Coordinate labeling data
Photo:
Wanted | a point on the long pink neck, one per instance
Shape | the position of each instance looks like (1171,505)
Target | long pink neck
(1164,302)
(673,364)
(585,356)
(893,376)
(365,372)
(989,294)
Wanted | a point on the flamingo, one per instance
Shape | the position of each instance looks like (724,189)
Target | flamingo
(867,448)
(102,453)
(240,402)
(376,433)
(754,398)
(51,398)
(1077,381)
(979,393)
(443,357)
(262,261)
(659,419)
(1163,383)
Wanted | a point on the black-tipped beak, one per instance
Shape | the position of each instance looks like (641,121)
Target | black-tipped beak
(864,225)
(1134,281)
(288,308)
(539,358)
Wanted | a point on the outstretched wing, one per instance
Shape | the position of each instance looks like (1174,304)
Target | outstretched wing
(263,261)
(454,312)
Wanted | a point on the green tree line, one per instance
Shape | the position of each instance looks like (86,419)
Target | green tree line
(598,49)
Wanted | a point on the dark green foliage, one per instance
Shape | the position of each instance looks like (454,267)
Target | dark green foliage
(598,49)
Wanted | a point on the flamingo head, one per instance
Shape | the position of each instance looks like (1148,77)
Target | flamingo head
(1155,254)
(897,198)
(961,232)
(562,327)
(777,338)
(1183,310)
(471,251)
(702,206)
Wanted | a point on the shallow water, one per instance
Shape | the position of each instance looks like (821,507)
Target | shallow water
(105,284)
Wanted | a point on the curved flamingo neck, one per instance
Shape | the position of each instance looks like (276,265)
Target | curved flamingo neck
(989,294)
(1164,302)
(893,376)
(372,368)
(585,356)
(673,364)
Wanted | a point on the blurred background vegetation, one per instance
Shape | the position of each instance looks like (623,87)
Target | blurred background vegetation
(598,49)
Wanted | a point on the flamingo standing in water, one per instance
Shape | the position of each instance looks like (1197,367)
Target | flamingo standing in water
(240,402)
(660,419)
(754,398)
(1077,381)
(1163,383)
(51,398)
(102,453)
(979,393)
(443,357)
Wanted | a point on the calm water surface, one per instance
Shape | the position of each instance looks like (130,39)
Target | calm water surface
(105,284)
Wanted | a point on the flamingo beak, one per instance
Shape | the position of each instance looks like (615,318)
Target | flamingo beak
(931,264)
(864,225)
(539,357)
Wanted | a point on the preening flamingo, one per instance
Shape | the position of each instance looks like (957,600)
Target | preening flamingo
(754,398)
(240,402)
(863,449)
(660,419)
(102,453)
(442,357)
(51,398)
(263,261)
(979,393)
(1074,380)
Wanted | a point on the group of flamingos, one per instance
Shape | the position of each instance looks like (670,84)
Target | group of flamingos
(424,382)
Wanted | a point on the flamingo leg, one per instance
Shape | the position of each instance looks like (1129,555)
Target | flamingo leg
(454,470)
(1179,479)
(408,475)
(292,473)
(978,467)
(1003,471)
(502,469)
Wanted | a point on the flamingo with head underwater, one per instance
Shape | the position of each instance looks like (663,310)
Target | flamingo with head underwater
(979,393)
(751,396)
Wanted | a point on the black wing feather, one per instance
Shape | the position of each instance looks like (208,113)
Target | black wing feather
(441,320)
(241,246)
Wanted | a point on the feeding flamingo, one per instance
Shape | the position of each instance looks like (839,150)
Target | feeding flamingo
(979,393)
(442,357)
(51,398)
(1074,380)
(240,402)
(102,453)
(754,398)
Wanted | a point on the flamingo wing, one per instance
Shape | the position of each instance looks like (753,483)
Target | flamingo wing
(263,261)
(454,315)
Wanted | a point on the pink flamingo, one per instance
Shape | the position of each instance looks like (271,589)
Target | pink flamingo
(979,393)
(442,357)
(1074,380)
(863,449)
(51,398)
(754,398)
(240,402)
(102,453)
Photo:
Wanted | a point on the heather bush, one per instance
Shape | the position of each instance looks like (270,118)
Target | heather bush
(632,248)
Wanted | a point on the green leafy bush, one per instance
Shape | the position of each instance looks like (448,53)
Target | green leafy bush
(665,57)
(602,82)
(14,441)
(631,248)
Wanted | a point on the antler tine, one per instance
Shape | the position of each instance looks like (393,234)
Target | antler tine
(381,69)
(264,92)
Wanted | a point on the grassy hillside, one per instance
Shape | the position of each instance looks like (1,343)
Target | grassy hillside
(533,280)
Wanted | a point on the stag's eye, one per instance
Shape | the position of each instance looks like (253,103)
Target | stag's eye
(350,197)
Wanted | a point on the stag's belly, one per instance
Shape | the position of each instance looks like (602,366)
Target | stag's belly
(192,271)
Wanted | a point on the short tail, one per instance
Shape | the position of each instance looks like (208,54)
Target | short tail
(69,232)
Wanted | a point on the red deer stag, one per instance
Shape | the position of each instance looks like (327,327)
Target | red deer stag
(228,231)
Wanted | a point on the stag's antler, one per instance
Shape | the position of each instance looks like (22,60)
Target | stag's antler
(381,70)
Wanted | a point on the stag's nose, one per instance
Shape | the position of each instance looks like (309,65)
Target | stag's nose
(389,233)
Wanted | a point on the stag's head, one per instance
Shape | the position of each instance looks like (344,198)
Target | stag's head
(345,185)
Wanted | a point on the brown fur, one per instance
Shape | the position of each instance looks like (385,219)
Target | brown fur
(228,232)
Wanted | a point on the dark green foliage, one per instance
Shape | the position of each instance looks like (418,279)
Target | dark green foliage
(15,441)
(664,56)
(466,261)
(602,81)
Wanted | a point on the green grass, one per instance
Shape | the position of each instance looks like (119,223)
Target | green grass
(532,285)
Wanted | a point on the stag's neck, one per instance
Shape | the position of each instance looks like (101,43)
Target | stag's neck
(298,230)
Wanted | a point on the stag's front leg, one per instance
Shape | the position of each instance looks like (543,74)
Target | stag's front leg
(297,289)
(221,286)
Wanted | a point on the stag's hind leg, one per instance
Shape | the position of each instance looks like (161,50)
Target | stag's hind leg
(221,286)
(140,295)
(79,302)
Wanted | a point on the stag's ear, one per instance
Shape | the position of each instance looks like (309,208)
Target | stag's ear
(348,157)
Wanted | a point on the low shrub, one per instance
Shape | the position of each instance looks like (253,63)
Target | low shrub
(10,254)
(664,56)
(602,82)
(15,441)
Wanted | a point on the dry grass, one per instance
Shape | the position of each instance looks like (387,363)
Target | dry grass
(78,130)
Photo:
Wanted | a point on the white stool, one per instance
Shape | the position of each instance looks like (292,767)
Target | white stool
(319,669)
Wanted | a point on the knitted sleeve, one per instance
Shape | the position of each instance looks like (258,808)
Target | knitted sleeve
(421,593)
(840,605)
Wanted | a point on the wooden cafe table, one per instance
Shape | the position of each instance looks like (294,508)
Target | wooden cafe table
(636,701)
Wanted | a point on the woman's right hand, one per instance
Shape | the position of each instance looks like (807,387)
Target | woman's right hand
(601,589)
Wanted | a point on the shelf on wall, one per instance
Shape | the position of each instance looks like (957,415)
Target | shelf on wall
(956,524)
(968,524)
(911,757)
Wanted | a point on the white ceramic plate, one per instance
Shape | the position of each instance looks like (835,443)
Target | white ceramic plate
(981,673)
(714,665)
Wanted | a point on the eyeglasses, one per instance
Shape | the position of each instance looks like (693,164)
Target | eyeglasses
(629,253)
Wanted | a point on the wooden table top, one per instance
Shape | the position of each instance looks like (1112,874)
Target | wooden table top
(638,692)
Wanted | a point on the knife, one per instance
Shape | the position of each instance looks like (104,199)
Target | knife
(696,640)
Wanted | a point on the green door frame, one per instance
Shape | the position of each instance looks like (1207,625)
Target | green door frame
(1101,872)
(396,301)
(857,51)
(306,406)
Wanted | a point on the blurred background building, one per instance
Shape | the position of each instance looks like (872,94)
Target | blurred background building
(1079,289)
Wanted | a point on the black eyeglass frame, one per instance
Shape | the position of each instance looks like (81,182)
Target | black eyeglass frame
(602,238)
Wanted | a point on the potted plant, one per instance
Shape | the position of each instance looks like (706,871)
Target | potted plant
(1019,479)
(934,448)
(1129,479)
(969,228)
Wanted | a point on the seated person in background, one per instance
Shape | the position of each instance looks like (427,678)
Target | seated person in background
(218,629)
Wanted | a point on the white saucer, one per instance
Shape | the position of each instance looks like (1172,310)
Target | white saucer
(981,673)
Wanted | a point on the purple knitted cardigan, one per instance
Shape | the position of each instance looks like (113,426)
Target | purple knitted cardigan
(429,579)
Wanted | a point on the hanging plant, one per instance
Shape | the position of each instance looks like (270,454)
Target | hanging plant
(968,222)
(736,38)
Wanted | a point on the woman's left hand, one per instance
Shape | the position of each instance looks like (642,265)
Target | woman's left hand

Stated goal – From the line that contains "Wanted | a point on the purple" to the last line of the material above, repeat every line exactly, keeping both the first and the last.

Response –
Wanted | a point on the purple knitted cardigan, one per instance
Shape | the position of each instance looks like (113,426)
Target | purple knitted cardigan
(429,579)
Wanted | a point on the hanging plant, one per instance
Shape | the position of each instance looks like (270,454)
Target | hanging plant
(968,222)
(736,38)
Wanted | a point on the woman's left hand, one per instance
Shape | the position of each instance looks like (642,265)
Target | woman's left hand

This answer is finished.